• _PROBLEM DESCRIPTION_: Render the data below as a Markdown table with the columns Row and Data line. Give each nonblank line its own row, numbered in order, and omit blank lines.

• _INPUT ROWS_:
═══
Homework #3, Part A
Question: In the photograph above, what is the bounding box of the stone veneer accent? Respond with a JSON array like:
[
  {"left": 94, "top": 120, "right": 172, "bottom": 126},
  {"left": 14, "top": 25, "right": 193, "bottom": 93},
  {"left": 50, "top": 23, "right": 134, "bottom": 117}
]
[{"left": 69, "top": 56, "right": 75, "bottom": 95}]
═══
• _FULL SOLUTION_:
| Row | Data line |
|---|---|
| 1 | Homework #3, Part A |
| 2 | Question: In the photograph above, what is the bounding box of the stone veneer accent? Respond with a JSON array like: |
| 3 | [ |
| 4 |   {"left": 94, "top": 120, "right": 172, "bottom": 126}, |
| 5 |   {"left": 14, "top": 25, "right": 193, "bottom": 93}, |
| 6 |   {"left": 50, "top": 23, "right": 134, "bottom": 117} |
| 7 | ] |
| 8 | [{"left": 69, "top": 56, "right": 75, "bottom": 95}] |